TASK TO CARRY OUT:
Omit the images. Restate all of the records word for word.
"""
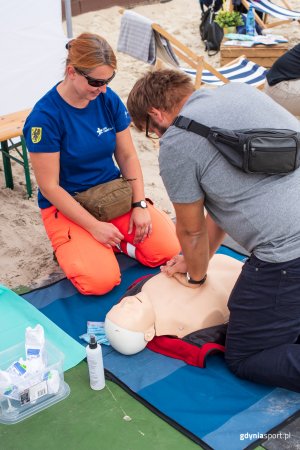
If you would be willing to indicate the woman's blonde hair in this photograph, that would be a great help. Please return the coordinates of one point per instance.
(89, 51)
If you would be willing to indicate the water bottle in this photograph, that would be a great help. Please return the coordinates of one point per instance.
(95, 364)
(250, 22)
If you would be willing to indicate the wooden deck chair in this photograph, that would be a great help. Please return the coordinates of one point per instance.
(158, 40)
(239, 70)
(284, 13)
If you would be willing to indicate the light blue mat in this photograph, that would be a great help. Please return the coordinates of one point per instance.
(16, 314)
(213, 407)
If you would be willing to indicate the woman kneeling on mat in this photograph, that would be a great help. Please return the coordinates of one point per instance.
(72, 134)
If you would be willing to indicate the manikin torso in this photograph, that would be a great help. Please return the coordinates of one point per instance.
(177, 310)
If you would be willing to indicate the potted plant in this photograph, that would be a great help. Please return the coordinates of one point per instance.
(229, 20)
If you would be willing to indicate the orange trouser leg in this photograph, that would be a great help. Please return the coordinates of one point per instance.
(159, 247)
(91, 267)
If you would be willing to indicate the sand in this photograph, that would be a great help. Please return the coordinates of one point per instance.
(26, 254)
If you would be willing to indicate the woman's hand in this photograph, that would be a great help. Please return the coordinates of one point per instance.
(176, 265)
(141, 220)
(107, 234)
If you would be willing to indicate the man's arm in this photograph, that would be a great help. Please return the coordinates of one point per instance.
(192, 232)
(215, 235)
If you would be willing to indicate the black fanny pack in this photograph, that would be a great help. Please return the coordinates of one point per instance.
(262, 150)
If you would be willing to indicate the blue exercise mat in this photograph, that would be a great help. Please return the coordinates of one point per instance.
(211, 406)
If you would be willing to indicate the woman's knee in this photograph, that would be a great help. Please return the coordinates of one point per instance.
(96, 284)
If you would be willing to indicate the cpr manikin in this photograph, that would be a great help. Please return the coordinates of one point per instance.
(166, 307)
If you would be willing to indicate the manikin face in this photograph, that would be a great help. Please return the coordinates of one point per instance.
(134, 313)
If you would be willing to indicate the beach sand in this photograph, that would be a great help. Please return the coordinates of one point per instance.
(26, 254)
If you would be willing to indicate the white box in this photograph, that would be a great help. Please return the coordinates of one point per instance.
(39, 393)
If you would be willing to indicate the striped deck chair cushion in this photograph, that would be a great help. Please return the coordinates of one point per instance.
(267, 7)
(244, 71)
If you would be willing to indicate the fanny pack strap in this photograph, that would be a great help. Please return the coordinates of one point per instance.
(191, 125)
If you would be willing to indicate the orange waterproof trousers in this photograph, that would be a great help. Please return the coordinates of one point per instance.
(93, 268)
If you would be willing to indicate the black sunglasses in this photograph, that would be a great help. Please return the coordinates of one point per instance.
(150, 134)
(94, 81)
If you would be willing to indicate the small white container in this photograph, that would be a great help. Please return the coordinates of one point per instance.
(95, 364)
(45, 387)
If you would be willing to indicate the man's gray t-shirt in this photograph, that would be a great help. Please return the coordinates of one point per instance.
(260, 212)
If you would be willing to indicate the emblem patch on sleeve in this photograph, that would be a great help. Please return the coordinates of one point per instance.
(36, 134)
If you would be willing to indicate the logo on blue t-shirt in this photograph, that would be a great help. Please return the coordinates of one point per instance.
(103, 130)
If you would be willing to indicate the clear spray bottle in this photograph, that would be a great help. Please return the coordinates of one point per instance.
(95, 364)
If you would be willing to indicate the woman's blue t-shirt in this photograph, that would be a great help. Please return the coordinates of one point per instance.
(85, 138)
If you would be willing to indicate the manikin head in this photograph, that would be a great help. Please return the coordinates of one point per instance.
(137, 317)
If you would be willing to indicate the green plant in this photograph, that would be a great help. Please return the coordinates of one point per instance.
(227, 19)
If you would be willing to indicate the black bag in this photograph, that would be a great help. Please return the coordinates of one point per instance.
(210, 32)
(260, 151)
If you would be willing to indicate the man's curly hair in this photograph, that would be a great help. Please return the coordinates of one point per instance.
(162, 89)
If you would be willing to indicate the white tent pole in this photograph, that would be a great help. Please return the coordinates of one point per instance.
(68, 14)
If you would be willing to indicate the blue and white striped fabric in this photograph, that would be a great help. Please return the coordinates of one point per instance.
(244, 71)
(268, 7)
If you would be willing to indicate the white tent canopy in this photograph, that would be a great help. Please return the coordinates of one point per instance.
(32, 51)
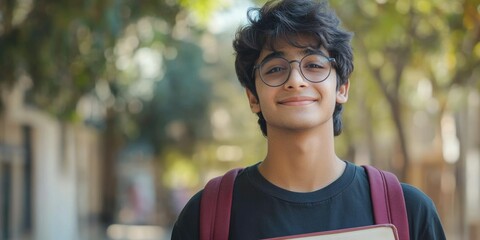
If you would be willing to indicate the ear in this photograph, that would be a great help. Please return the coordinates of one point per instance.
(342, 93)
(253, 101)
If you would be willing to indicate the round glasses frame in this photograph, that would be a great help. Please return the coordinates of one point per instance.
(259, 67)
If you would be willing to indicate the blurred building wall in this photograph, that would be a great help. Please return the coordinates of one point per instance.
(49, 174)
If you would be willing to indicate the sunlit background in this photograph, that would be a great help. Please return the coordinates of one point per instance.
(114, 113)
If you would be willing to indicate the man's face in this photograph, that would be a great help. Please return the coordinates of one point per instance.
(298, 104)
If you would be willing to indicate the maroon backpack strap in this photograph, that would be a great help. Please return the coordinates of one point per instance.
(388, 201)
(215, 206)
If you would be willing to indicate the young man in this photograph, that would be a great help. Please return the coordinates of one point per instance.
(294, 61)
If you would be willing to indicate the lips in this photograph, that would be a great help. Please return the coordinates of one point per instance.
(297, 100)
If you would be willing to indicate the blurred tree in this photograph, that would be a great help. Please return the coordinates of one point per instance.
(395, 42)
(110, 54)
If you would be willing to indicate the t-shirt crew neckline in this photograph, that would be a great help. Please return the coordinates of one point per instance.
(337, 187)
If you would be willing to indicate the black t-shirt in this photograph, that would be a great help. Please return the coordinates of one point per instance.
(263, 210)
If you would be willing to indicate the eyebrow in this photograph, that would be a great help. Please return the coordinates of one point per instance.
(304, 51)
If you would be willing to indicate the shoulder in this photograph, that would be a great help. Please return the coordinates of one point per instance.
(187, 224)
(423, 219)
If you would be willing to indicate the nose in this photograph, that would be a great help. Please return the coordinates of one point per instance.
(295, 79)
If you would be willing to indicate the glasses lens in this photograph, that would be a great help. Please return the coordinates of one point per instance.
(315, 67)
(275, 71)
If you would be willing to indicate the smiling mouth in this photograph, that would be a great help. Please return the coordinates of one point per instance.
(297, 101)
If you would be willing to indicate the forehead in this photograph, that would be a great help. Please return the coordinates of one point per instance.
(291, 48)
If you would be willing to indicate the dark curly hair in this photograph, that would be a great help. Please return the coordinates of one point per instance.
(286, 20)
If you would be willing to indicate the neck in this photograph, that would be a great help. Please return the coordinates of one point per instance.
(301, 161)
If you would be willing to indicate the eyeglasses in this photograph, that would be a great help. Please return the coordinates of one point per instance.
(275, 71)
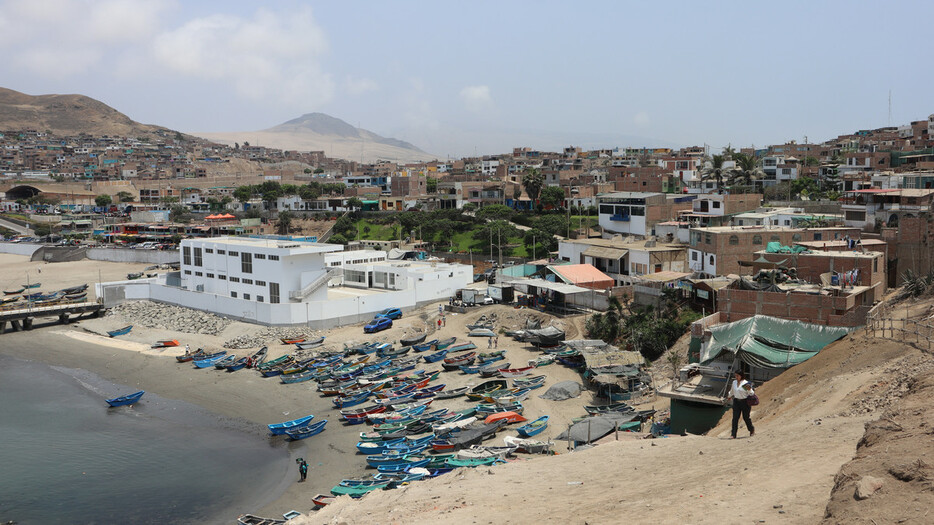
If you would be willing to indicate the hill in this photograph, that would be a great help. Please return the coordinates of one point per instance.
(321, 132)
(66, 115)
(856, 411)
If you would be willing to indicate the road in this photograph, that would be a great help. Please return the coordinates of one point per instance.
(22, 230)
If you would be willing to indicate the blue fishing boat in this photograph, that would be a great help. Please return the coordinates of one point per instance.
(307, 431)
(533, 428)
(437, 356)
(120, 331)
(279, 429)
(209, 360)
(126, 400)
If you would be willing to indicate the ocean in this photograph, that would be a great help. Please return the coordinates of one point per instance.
"""
TASK ANSWER:
If you would be willing to indicate the woman's blonde hair in this photograph, that would be a great help. Please return the coordinates of one point per instance.
(89, 51)
If you would be willing to indicate the water bottle in this photograph, that would be a great help. Please return the coordinates of one point per instance.
(95, 364)
(250, 22)
If you would be willing to indicate the wooden deck chair in this photograph, that would be a great help. Please return the coordinates of one point per instance.
(158, 40)
(239, 70)
(284, 13)
If you would be willing to indicate the light blue mat in this photograph, that would be a great help. Please return the coordinates of one point per instance.
(16, 314)
(213, 407)
If you would be willing to indicate the woman kneeling on mat in this photograph, that would be a great help. Please return the coordinates of one point per instance.
(72, 134)
If you would be willing to indicate the manikin torso in this photograph, that would be a great help. Please return the coordinates of one point per instance.
(177, 310)
If you would be willing to indicate the potted plant in this photograph, that would be a great help. Please return the coordinates of one point per instance.
(229, 20)
If you would be willing to indicate the orange trouser leg in this photograph, that would be a great help. Please return the coordinates of one point per instance.
(159, 247)
(91, 267)
If you would be willing to indicate the sand in this photograph, that would be a great help. Please return the coordinates of one point per instance.
(26, 254)
If you would be willing to indicate the woman's hand in this photograph, that would be a great help. Please return the coordinates of one point per instance.
(176, 265)
(141, 220)
(107, 234)
If you would be willing to indicate the man's arm in this photograph, that would be a great help. Please return the coordinates of one point per instance.
(192, 232)
(215, 235)
If you would be willing to indicate the black fanny pack in this photograph, that would be a great help. Please return the coordinates of one point per instance.
(262, 150)
If you would be willing to indicate the blue exercise mat in this photograph, that would be a great help. Please return the coordinates of one point per instance.
(211, 406)
If you would be willing to indicate the woman's knee in this photograph, that would be a great help. Please return the coordinates of one point per instance.
(96, 284)
If you would be willing to indicate the cpr manikin in this photograph, that would be a great help. Please return the coordinates of one point per instance.
(166, 307)
If you would be willing to indicate the manikin face in this photograph, that would be a great help. Please return the coordinates of one point per instance.
(134, 313)
If you would be willing to indicate the beach sand in this photograph, that would be a great help. Please return the coordinates of one point per instance.
(26, 254)
If you would be willing to indicate the white box in this photograph, that would be a great help. Please return the coordinates of one point per instance.
(39, 393)
If you would be willing to indicate the striped deck chair cushion in this photograph, that would be a great help. Please return the coordinates of one point per instance.
(267, 7)
(244, 71)
If you would be willing to indicate the fanny pack strap in this photograph, that would be a great help. Please return the coordinates of one point per instance.
(191, 125)
If you would be willing to indicate the orange waterproof trousers in this photograph, that would be a great help. Please return the coordinates of one point per instance.
(93, 268)
If you would be willing to indicate the black sunglasses in this photograph, that would be a great help. Please return the coordinates of one point per instance.
(150, 134)
(94, 81)
If you would be willing to indicate the small white container in this photograph, that would be a great help. Please return the coordinates of one point per instance.
(95, 364)
(45, 387)
If you would be willing to indicate the man's gray t-shirt in this photograph, that would be a great help. Please return the coordinates of one point per instance.
(260, 212)
If you would be willing to indicate the emblem patch on sleeve in this photograph, that would be a great help. Please return the coordinates of one point per instance.
(36, 134)
If you would be willing to indicate the logo on blue t-shirt in this photograph, that would be a great help. Please return the coordinates of one point per instance.
(103, 130)
If you would be willing to indicate the clear spray bottle in this photograph, that would be a great help. Please return the coordinates of one point per instance.
(95, 364)
If you would be willing to indicate the woman's blue t-shirt in this photograph, that would be a great help. Please return the coordinates of one point per instance.
(85, 138)
If you would be willing to indicate the manikin head in this photograph, that would be a great help. Please return the coordinates of one point per instance.
(137, 317)
If you would be willing to indicate the green plant in this photograph, that would be a great help. Please return the coordinates of one point per instance.
(227, 19)
If you would be willing to indicate the black bag in this photograph, that would be a great help. Please return the coordinates of one point per instance.
(210, 32)
(260, 151)
If you would be willing to indicate the man's curly hair in this photograph, that would be a great help. Please return the coordinates of one point per instance.
(162, 89)
If you would be willing to indicate the white tent pole in this photograph, that would be a great help. Please return the coordinates of one point per instance.
(68, 14)
If you would be willing to indicate the blue and white striped fabric in this photograph, that would be a great help. Please return the coordinates of one point per instance.
(244, 71)
(268, 7)
If you would be willing to indicate the white tent canopy in this photograph, that would be a great help. Please return the coordinates of one point per instance.
(32, 51)
If you would be willing to indicate the ear in this photograph, that would be a great help. Please return the coordinates of one point per instance.
(342, 93)
(253, 101)
If you would be willing to indicate the round glasses frame in this photograph, that would be a great help. Please return the coordinates of one point per instance.
(259, 67)
If you would be willing to indicate the blurred building wall in this photograph, that would be a great help. Please return the coordinates of one point per instance.
(49, 174)
If you would be willing to indicate the sunlit background in this photograph, that would be a great help. Please return the coordinates of one point per instance.
(114, 113)
If you would be willing to indicate the man's face in this photograph, that would be a great help. Please return the coordinates of one point per instance.
(298, 104)
If you would be willing to indicate the maroon backpack strap in this photograph, that would be a great help. Please return the coordinates of one point per instance.
(388, 201)
(215, 206)
If you would be willing to indicate the young man in this photograph, that would be a great help. Please return the coordinates of one point per instance.
(294, 61)
If you would be willing to indicate the lips in this photograph, that would be a great help. Please return the coordinates of one point per instance.
(297, 100)
If you would be willing to indicate the blurred tree in this photograph, that would be a great help. Please return the coordinates of one point per instance.
(395, 42)
(110, 54)
If you would be willing to indicate the t-shirt crew neckline in this photograph, that would be a great help. Please return the coordinates of one point per instance.
(337, 187)
If you would be willing to indicate the black t-shirt in this photograph, that would be a great help. Please return the coordinates of one point per instance.
(263, 210)
If you would be willing to indicate the eyebrow in this photograph, that would be a great help. Please return the coordinates of one point per instance.
(304, 51)
If you would be willing to indicate the shoulder in this photograph, that would be a great help. Please return the coordinates of one point per instance.
(187, 224)
(423, 219)
If you would be willing to indicate the nose in this photograph, that would be a great help. Please return the coordinates of one point per instance.
(295, 79)
If you would be willing to indicate the glasses lens in this photograph, that would be a great help. Please return the coordinates of one point per instance.
(315, 67)
(275, 71)
If you would be willing to indicate the smiling mouth in this photograph, that would be a great help. Please return the coordinates of one point per instance.
(297, 101)
If you would be willing to indicate the forehead in this photograph, that would be a great help. Please return the coordinates of one point per instance.
(291, 48)
If you would be willing to indicate the dark curly hair in this photograph, that would be a great help. Please return the coordinates of one point per instance.
(286, 20)
If you would be willing to indicate the neck in this photograph, that would be a great help. Please return the coordinates of one point per instance.
(301, 161)
If you would be willing to indicate the eyeglasses in this photograph, that would be a great help. Please return the coordinates of one point per instance.
(275, 71)
If you would be willing to indicate the hill in this photograph, that would be a great help. Please return the coordinates of one point per instance.
(321, 132)
(66, 115)
(856, 411)
If you would be willing to indicate the road in this photograph, that would be a great help. Please return the coordinates of one point per instance.
(22, 230)
If you would be willing to indicate the blue fishing boat in this photograph, that would be a great help. Please return the coordinates of one point per instance.
(307, 431)
(533, 428)
(437, 356)
(120, 331)
(279, 429)
(209, 360)
(126, 400)
If you would be willing to indicate the ocean in this photograph, that would be a great help. Please return the coordinates of one point per instance.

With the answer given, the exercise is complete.